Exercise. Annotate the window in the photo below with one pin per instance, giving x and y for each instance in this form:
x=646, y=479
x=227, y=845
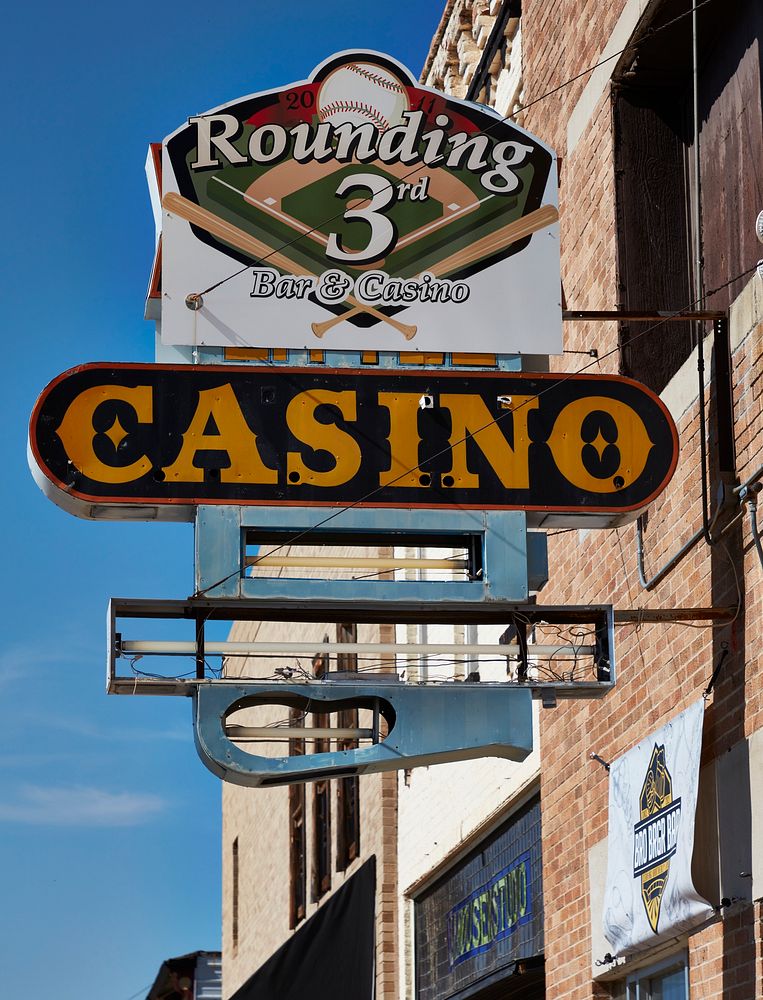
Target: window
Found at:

==========

TASK OBJECTIVE » Render every line of the records above as a numbered list, omitting blank lines and leaving out the pictures.

RESULT »
1. Exercise. Annotate the window in the photo below with one pin per instance, giving x and y for each instance in this form:
2. x=646, y=479
3. x=227, y=845
4. Target: window
5. Found at:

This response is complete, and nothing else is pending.